Of all the entries below, retype only the lines from the one with "point(439, 278)" through the one with "point(104, 189)", exactly as they appear.

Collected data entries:
§ §

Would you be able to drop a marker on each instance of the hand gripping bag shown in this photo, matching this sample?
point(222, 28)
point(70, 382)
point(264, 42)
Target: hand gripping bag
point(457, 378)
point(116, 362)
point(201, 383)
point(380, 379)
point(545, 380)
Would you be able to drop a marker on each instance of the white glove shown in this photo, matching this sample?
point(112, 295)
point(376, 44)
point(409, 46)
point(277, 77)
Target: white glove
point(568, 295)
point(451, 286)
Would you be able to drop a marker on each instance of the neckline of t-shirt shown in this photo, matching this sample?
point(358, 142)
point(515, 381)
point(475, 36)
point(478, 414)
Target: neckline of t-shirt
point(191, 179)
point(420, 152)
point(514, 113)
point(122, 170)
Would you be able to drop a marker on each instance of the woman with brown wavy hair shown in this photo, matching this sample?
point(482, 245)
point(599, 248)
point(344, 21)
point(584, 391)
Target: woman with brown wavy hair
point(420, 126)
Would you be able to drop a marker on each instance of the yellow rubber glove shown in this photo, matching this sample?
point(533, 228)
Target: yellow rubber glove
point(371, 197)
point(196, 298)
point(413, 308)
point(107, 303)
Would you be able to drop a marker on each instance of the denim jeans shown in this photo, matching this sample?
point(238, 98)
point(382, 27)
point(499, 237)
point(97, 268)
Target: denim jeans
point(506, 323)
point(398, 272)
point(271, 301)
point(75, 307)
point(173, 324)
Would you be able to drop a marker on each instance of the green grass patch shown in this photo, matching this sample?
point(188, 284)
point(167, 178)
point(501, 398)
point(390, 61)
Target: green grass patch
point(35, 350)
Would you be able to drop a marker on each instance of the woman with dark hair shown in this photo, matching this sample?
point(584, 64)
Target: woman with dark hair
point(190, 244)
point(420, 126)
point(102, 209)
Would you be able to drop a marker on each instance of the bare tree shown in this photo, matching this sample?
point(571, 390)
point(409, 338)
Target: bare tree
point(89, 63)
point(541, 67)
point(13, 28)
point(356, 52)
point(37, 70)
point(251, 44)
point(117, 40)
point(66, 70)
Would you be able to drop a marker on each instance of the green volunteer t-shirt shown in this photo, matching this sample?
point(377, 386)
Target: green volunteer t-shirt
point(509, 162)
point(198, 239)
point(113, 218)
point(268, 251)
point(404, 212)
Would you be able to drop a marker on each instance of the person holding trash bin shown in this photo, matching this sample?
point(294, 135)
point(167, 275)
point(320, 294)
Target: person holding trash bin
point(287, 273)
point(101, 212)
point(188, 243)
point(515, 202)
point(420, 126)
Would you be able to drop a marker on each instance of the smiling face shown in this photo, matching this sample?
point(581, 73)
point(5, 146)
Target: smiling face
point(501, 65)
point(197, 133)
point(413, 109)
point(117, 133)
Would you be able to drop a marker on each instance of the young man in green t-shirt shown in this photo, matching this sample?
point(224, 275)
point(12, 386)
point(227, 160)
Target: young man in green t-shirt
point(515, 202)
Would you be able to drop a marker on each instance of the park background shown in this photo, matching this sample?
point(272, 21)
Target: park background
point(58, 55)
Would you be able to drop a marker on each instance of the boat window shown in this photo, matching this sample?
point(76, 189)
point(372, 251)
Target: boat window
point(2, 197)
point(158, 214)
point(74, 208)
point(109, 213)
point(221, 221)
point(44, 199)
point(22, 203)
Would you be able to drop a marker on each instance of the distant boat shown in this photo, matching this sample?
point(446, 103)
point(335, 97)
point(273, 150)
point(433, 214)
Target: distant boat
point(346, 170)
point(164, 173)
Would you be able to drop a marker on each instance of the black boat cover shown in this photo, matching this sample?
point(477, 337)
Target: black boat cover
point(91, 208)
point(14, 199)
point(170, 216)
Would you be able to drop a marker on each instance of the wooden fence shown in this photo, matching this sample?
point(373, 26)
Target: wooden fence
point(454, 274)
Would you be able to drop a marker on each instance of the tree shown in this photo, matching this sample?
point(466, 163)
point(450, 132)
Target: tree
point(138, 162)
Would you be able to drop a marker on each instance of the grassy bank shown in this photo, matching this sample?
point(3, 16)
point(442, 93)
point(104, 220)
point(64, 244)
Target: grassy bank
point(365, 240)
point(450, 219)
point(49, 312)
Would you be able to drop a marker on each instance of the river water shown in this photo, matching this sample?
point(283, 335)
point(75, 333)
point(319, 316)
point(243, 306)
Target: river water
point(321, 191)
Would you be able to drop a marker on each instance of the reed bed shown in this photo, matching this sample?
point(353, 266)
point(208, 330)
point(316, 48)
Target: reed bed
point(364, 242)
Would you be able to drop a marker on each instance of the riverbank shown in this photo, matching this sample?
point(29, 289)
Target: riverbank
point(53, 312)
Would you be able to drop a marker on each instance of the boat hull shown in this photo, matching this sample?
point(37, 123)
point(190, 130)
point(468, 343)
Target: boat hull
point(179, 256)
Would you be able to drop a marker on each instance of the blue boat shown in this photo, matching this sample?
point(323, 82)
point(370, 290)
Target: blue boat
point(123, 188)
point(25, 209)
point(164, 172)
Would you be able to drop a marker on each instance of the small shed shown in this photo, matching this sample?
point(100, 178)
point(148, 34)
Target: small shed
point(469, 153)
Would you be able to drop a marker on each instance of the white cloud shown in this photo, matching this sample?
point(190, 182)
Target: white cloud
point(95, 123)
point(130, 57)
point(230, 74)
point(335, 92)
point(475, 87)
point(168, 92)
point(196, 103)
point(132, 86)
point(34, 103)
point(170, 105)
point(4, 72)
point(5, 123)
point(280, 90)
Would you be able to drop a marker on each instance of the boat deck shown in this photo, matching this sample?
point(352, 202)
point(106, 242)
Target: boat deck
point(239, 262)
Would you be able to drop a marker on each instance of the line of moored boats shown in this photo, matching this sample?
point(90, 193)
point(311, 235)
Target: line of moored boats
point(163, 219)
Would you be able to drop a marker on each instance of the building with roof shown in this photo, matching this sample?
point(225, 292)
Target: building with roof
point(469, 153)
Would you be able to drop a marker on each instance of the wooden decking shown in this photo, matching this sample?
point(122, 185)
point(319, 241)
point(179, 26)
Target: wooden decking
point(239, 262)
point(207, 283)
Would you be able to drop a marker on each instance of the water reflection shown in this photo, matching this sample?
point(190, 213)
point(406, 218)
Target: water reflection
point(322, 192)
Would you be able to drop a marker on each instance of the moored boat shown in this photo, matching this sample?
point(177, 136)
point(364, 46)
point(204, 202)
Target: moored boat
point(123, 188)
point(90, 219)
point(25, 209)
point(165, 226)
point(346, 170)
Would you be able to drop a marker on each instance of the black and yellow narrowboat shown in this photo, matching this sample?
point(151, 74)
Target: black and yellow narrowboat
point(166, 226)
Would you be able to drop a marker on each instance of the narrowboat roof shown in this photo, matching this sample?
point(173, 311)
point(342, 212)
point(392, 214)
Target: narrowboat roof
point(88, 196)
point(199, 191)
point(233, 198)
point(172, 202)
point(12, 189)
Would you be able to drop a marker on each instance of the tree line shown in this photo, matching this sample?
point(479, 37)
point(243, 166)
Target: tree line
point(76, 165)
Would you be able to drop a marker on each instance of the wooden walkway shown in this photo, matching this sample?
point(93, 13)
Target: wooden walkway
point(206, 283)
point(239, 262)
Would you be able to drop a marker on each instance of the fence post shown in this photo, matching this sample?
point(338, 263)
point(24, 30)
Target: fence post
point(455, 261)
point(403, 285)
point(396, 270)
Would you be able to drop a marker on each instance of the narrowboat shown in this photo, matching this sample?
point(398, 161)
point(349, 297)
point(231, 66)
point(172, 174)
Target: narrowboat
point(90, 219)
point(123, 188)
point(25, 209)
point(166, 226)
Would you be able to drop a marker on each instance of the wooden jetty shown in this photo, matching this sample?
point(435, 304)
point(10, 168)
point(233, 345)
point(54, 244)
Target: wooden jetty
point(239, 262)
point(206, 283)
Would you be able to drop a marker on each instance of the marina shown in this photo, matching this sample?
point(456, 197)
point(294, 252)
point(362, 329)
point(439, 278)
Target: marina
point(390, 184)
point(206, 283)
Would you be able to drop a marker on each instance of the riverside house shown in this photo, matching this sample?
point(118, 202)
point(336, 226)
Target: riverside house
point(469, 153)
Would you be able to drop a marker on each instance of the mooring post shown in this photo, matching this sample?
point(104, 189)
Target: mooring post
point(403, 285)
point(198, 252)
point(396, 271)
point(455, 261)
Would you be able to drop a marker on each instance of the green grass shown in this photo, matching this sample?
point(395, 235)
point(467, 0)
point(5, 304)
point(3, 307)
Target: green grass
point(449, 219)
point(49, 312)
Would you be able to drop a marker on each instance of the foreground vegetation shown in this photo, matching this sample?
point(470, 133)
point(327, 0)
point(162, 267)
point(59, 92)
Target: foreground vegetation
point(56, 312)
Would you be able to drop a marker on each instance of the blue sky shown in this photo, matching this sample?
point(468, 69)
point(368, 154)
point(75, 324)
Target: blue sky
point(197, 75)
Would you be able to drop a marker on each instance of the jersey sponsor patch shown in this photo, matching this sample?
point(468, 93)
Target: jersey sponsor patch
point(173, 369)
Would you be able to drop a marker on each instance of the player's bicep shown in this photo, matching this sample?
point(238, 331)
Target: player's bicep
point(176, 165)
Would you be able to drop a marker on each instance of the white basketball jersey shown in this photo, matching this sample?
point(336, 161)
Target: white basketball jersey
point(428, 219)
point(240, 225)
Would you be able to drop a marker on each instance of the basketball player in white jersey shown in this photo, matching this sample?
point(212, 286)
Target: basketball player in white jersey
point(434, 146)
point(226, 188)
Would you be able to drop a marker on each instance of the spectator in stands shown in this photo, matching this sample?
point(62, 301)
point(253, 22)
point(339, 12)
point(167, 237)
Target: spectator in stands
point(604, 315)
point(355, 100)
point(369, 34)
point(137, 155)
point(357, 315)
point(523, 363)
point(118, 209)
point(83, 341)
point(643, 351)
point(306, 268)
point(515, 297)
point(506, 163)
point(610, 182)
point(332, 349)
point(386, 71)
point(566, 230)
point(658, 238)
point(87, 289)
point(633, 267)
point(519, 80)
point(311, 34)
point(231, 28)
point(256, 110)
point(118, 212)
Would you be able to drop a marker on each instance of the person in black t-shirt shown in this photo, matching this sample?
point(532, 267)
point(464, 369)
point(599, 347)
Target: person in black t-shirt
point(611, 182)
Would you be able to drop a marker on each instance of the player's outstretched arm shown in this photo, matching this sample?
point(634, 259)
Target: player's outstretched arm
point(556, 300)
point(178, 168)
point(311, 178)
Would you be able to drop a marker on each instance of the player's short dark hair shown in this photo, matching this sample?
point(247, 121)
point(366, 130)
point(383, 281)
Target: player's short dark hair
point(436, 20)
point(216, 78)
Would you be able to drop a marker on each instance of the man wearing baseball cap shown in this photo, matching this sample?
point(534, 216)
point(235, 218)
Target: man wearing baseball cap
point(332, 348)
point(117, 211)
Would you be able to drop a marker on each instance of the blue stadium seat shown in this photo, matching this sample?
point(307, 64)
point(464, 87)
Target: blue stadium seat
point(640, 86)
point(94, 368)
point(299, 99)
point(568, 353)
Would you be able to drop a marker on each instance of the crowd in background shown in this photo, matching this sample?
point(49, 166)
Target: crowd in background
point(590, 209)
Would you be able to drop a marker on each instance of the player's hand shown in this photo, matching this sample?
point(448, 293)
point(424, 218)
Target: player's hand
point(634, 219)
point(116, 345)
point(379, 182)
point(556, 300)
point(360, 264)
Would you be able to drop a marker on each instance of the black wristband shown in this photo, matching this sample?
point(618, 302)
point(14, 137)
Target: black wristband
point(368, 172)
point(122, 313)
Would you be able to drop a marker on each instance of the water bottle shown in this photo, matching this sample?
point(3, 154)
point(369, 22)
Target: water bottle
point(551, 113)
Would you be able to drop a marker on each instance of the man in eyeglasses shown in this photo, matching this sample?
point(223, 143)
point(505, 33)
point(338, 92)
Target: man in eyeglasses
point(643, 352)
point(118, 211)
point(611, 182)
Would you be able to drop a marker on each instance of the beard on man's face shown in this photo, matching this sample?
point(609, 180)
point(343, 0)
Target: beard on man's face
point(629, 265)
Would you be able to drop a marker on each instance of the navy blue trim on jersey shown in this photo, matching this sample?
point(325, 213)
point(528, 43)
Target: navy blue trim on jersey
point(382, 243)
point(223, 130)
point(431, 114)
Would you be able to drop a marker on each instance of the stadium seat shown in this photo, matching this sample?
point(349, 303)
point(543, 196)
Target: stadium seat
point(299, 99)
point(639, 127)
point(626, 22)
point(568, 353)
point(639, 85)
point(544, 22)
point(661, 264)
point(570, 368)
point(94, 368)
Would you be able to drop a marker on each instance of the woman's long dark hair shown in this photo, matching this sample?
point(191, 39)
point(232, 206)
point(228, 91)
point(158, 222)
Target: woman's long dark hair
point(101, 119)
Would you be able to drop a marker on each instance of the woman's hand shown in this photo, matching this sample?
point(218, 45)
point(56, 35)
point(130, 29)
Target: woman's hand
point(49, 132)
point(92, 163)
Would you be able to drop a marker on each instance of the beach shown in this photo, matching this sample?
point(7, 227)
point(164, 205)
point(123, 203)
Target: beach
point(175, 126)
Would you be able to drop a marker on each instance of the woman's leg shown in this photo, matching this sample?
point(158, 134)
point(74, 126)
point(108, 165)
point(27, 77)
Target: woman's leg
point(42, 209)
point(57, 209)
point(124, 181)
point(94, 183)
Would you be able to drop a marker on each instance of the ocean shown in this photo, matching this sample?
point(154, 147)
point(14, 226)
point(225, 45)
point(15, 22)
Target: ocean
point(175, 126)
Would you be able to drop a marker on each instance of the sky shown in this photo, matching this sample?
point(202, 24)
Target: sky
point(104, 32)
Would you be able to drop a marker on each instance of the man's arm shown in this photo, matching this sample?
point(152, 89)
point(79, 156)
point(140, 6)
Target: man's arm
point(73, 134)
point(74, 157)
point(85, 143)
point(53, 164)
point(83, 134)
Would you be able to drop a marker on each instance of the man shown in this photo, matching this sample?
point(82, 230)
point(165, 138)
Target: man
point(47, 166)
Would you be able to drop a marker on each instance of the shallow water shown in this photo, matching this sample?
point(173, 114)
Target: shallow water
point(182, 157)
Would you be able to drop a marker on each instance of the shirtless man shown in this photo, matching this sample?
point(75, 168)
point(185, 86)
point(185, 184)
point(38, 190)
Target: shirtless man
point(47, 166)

§ §

Answer section:
point(439, 278)
Target: marina
point(390, 184)
point(206, 283)
Would you be able to drop a marker on each instance of the riverside house shown in this photo, matching this sample?
point(118, 202)
point(336, 226)
Target: riverside house
point(469, 153)
Would you be able to drop a marker on each instance of the mooring post shown in this photo, matching this sample?
point(104, 189)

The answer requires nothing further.